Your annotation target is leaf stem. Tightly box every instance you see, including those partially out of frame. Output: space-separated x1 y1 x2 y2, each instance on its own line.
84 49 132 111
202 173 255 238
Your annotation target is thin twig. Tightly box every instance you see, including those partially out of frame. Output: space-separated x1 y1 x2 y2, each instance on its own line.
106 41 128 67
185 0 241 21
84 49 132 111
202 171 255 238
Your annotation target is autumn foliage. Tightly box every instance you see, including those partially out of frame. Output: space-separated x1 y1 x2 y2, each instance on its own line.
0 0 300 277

+++

§ **WHAT THE EXERCISE ASKS**:
Rescale the data above: write out every line again, requests included, with each bounding-box coordinate in the answers multiplied by 0.6 and rounded to the nearest whole number, halves rounding up. The numbers in the requests remain unchanged.

§ **RESPONSE TO THIS EXERCISE**:
Your annotation target is leaf stem. Tightly box every instance you see, including those partially out of frame. Output: space-separated x1 y1 x2 y2, each instance on its own line.
50 29 79 67
121 104 153 143
Your annotation target is thin twig. Tightly box every instance you see, including those partially out of frame. Output: space-separated x1 y1 x2 y2, each instance on its own line.
64 25 77 40
111 0 145 13
50 29 79 67
121 103 153 143
Your annotation target is autumn foliage. Tightly box every instance you see, including those partially out of frame. Output: space-separated x1 y1 x2 y2, each instance on its own line.
0 0 180 166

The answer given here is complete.